[Dataset entries]
________________________

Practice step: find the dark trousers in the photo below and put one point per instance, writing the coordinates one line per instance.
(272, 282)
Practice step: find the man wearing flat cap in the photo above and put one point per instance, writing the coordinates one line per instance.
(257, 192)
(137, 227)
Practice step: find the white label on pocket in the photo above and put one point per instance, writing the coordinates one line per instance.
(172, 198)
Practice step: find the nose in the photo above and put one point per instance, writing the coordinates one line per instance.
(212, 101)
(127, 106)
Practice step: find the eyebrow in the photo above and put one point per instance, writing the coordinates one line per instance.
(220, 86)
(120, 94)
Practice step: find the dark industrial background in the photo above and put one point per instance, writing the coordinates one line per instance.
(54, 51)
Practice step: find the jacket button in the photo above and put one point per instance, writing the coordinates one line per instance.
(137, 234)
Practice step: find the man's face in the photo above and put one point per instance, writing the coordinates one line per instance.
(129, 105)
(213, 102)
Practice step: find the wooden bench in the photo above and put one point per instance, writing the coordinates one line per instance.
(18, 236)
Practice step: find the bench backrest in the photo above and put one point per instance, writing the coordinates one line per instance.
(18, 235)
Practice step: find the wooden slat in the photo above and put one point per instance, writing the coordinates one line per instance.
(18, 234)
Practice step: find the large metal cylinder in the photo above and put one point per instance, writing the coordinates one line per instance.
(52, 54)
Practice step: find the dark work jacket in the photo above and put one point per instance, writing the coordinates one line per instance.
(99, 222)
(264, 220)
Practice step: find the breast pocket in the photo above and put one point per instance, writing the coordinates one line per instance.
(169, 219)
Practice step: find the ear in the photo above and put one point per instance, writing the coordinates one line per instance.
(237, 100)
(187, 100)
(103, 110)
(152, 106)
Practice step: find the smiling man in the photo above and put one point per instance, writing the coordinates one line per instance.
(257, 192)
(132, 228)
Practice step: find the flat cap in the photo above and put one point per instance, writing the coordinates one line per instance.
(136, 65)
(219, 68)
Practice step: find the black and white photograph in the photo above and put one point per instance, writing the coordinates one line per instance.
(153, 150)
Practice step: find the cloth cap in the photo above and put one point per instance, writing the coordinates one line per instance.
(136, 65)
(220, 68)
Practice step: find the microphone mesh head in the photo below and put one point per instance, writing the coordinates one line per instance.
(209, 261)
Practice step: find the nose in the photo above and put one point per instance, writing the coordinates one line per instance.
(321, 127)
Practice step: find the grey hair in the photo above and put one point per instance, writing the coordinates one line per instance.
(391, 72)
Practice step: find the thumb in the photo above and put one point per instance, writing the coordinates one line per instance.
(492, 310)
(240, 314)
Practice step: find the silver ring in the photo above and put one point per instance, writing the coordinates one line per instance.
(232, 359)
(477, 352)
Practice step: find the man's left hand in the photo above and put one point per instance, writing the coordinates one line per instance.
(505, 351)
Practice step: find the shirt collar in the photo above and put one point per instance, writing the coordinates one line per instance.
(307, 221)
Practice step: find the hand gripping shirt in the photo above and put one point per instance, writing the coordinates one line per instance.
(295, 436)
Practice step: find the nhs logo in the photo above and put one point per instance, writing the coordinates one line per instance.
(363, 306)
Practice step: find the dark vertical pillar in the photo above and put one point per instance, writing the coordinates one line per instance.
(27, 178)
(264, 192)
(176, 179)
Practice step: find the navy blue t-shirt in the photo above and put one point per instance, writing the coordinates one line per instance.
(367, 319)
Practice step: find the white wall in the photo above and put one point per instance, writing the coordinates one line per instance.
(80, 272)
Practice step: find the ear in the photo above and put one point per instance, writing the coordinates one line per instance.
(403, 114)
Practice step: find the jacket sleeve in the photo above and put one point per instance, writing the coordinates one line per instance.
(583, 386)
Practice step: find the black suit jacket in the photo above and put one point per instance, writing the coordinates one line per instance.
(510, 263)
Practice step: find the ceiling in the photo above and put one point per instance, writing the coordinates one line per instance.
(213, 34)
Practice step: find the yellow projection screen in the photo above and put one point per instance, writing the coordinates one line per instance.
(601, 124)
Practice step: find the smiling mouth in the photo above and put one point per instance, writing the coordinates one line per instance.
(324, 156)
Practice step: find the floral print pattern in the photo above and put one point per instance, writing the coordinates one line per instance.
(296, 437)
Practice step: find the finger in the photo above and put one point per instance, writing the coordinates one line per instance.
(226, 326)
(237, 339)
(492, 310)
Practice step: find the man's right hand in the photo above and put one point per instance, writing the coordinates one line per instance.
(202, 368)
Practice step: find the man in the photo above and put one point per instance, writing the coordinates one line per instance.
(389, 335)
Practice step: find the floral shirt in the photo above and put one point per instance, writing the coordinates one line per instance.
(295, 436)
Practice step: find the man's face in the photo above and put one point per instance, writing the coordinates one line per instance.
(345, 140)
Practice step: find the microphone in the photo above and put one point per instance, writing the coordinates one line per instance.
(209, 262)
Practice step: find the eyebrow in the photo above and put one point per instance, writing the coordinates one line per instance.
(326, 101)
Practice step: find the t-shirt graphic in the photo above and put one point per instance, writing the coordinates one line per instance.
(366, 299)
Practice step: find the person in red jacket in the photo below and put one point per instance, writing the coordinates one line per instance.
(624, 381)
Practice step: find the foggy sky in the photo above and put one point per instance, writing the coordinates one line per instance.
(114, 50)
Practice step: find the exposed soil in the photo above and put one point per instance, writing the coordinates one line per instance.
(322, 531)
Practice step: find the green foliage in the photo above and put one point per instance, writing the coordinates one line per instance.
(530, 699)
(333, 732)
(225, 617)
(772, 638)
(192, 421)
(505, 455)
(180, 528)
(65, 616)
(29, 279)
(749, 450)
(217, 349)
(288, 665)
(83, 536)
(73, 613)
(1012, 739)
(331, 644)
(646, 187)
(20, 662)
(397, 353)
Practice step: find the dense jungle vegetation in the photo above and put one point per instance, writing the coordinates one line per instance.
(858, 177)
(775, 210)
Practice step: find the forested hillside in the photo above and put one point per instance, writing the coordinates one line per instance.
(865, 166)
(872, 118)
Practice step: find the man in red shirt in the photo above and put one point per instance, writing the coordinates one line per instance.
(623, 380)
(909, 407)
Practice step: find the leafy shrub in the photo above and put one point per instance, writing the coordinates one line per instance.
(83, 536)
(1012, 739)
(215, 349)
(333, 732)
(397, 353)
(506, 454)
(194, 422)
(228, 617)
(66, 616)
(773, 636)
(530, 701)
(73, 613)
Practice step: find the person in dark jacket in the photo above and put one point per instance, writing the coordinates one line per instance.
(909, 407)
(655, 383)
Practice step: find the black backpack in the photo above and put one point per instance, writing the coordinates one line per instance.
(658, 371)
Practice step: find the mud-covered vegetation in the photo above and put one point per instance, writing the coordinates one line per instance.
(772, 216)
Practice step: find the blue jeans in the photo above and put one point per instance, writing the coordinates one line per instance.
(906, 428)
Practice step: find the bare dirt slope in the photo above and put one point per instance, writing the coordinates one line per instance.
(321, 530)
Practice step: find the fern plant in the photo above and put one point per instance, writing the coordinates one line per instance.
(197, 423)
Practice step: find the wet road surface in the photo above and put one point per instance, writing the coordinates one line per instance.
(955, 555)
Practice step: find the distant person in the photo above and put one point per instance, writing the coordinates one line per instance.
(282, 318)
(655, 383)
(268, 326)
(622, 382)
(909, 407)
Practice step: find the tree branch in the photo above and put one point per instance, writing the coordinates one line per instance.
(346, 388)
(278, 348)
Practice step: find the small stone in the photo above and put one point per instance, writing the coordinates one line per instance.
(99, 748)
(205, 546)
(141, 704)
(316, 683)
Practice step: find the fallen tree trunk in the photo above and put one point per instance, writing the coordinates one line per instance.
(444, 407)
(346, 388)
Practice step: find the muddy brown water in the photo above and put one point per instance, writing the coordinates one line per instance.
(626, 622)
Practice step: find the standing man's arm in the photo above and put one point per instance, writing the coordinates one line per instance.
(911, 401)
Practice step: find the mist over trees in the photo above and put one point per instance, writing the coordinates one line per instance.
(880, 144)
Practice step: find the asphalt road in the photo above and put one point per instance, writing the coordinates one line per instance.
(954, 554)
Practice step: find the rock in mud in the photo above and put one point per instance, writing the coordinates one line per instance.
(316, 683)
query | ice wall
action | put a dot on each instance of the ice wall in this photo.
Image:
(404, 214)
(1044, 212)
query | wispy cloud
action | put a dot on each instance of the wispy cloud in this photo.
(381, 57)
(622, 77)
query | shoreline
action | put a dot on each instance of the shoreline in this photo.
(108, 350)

________________________

→ TRY IT
Output the lines above exactly, but only those between the line holding "Practice step: find the wet" and the line holding "query | wispy cloud", inclusive.

→ EXERCISE OUTPUT
Practice step: find the wet road surface in the photo above and put one point per instance, writing the coordinates one line per instance.
(955, 555)
Practice step: find the distant person in the photo above and put one point per instance, writing the coordinates one line per instance.
(282, 318)
(655, 383)
(268, 326)
(622, 382)
(909, 407)
Practice step: find the tree branch in the photo above and put one point per instance, writing the coordinates one line per instance.
(346, 388)
(278, 348)
Practice step: find the small stone in the photo above and put one point per instance, writing the coordinates one line per instance.
(99, 748)
(205, 546)
(141, 704)
(316, 683)
Practice step: find the fallen tree trunk in the photo above and put one point per instance, writing the coordinates one line per instance.
(444, 407)
(346, 388)
Practice step: find the muddy brown water in the photo above and put one point per instance, writing the coordinates one line per instance.
(626, 622)
Practice step: find the standing man's arm in the photo above and put one point per instance, writing the coordinates one line per instance.
(911, 401)
Practice step: find the mist over trees in the photo above and put one point per instance, writing the coordinates one line per instance.
(880, 144)
Practice step: find the asphalt road in the photo above and put one point per instance, writing the coordinates one line per instance.
(954, 554)
Practice step: find the rock in mud in the photo above and put one point per instance, writing the coordinates one line per instance.
(316, 683)
query | ice wall
action | put a dot on each instance of the ice wall in this photo.
Image:
(404, 214)
(1044, 212)
query | wispy cloud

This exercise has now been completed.